** begin Listed entries **

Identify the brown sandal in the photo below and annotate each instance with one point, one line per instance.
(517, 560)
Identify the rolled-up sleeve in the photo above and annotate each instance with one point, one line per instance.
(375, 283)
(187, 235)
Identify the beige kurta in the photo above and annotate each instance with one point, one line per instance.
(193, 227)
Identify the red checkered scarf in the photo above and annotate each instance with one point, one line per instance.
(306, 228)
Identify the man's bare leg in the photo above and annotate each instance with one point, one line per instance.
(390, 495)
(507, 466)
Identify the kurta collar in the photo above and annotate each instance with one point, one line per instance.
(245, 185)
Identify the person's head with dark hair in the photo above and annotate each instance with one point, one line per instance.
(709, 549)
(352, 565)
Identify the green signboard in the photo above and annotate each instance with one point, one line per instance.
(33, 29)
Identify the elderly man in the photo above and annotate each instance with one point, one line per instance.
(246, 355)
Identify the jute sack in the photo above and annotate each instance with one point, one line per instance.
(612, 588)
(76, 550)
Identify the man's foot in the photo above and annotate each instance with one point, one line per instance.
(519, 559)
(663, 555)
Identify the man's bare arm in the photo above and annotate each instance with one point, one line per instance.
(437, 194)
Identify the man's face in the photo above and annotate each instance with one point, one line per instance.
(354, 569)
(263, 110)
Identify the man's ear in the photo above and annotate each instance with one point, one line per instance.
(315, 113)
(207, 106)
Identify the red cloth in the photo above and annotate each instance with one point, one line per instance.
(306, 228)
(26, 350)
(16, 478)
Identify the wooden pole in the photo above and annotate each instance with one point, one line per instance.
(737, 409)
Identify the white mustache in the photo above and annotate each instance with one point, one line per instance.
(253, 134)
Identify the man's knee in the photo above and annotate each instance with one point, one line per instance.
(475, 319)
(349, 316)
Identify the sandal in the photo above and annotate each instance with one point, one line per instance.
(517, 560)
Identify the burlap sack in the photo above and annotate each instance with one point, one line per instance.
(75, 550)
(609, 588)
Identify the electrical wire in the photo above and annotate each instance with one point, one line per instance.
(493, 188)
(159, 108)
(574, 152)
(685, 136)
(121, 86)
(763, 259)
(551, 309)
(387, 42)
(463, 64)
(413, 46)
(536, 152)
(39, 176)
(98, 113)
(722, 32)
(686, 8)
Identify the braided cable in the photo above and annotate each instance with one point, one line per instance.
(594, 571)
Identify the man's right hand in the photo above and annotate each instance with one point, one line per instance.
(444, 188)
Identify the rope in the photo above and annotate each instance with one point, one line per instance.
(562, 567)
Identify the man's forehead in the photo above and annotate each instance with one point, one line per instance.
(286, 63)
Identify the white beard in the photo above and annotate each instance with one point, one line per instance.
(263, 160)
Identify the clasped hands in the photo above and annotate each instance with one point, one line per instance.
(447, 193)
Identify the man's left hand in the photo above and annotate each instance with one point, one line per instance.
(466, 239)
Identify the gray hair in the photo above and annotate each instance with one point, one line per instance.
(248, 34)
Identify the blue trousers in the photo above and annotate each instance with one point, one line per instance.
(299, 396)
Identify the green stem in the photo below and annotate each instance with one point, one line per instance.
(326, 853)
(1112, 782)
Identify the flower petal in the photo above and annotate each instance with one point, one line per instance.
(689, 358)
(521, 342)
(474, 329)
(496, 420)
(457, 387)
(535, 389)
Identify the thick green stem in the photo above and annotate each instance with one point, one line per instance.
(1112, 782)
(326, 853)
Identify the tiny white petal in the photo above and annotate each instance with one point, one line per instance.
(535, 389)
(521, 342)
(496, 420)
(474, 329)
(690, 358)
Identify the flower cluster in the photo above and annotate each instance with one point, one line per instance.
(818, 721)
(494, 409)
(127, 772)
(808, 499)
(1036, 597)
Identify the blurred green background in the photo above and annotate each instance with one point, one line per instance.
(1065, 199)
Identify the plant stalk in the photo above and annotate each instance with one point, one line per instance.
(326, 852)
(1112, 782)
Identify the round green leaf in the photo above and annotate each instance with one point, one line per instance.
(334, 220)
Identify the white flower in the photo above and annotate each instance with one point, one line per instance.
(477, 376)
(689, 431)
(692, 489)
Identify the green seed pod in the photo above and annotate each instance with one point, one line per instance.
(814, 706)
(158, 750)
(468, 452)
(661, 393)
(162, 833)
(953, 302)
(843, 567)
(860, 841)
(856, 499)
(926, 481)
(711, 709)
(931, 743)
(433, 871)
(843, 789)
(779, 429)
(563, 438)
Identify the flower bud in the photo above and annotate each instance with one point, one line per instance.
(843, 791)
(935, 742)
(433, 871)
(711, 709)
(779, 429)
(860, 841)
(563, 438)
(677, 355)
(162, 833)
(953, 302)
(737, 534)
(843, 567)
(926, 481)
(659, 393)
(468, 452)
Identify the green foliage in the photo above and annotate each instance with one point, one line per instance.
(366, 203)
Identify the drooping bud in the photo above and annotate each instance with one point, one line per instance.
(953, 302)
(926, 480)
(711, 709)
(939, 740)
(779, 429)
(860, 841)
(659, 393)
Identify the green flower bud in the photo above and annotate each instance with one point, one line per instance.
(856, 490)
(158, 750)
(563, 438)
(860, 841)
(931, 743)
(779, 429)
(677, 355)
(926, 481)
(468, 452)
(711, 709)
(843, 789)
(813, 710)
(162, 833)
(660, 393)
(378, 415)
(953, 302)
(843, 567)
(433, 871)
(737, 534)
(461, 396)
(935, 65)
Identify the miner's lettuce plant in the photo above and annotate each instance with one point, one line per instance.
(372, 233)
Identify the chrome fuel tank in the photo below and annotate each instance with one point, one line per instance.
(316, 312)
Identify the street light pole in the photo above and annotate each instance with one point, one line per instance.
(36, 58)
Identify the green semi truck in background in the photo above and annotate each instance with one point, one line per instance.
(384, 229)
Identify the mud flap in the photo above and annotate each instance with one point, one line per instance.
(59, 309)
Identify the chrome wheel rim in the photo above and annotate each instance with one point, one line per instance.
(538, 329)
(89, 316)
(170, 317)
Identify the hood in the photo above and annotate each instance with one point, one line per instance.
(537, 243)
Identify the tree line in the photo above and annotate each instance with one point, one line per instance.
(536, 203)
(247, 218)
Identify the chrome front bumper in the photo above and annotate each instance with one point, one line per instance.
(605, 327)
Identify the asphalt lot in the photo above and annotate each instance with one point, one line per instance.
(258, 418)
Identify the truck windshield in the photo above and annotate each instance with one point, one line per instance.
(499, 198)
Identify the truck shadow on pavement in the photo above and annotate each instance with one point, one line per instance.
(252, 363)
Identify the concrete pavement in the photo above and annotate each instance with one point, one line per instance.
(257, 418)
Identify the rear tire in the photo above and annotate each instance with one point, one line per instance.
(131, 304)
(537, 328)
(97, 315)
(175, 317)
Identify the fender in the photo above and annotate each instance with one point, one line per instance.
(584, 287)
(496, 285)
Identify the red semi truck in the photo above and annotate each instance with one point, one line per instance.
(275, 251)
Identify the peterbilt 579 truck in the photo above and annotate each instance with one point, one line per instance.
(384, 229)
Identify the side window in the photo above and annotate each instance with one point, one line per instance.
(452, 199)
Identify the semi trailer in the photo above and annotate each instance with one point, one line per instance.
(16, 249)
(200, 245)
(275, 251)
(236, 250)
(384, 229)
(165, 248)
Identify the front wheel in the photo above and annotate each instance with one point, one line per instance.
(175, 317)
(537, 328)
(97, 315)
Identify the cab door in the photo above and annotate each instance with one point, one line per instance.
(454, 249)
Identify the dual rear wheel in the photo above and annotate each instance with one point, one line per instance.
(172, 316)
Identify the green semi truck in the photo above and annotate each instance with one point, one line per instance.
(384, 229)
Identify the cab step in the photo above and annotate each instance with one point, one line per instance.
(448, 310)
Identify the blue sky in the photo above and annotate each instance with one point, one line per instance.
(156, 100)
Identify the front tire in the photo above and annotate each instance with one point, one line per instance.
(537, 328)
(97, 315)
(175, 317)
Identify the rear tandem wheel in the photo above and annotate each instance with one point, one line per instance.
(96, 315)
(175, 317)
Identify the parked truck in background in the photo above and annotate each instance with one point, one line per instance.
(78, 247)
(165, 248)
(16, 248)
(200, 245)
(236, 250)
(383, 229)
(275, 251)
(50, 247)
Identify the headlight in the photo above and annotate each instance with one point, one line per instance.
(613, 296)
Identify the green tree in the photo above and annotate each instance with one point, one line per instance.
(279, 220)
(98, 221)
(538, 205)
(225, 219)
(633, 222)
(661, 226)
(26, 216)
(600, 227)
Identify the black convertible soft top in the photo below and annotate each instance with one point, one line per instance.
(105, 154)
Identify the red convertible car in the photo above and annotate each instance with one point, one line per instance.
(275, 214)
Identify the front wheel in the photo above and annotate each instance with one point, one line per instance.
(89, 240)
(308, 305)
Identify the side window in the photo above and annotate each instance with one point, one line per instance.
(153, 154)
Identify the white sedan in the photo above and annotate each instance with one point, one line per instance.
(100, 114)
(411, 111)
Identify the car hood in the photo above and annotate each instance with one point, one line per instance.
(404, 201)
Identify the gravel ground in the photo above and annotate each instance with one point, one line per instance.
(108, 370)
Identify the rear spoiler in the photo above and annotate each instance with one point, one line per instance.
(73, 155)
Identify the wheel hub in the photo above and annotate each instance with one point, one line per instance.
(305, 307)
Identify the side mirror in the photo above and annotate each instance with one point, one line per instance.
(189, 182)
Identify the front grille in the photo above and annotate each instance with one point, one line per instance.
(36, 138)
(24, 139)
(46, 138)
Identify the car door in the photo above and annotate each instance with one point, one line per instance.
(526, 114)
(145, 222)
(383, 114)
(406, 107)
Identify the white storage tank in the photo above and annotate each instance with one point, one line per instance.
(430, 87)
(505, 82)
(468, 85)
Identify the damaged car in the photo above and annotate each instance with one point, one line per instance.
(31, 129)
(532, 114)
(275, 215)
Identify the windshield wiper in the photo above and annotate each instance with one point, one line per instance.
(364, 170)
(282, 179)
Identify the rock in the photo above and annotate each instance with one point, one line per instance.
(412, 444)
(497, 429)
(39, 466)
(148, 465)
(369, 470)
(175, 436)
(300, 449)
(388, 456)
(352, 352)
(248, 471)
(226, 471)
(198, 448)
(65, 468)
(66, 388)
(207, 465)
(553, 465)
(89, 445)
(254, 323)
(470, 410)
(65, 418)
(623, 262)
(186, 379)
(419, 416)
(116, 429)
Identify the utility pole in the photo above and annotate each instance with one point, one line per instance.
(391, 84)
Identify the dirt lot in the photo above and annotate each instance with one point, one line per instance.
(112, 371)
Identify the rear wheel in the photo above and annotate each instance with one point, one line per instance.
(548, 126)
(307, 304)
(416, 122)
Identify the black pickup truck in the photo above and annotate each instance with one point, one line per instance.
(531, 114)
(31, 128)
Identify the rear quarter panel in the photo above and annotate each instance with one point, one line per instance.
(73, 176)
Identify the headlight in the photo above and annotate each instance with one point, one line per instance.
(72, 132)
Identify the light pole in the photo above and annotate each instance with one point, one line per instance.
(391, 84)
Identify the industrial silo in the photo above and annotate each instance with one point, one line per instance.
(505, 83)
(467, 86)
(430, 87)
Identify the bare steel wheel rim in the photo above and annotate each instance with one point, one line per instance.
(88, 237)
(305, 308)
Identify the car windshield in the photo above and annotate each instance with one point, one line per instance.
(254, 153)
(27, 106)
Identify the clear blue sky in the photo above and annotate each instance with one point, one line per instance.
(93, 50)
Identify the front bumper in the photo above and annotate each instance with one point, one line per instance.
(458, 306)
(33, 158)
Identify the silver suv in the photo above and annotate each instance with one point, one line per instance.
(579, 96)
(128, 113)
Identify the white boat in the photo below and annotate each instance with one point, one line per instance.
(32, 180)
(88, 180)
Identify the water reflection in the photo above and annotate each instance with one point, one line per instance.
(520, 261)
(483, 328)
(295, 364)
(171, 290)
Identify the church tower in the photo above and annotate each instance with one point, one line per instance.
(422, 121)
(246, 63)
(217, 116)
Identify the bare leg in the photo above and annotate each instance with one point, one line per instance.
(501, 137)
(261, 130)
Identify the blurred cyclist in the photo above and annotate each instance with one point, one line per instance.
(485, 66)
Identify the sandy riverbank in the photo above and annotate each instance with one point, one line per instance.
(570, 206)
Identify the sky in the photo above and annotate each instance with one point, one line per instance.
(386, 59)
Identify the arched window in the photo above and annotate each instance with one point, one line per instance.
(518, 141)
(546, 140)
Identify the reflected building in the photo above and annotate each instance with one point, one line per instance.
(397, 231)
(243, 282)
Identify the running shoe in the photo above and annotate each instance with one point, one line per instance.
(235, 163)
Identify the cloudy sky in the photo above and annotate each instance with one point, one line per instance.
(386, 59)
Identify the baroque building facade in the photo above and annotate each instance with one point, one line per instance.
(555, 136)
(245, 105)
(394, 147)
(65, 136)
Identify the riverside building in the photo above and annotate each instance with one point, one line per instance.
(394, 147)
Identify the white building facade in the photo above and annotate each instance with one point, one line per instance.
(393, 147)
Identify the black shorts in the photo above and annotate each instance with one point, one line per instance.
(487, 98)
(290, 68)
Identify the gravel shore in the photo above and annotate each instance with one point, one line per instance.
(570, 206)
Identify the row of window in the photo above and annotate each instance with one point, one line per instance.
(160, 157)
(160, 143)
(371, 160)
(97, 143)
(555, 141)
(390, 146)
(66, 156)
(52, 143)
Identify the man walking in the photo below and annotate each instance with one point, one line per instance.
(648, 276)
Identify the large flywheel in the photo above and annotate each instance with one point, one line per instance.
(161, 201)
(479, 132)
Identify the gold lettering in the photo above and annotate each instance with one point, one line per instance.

** end Listed entries **

**The request**
Please write out, as a numbered list with blank lines dropped, the part of the records above that opens with the line containing "Identify the man walking" and closes with the final line of the records, including both of those lines.

**Reply**
1. Identify the man walking in the photo below and annotate each instance with one point, one line per instance.
2. (648, 276)
3. Identify the large flywheel in the photo above and annotate each instance with one point, one line per instance.
4. (161, 201)
5. (479, 132)
6. Identify the gold lettering in the photo above and annotate each instance with one point, one line per instance.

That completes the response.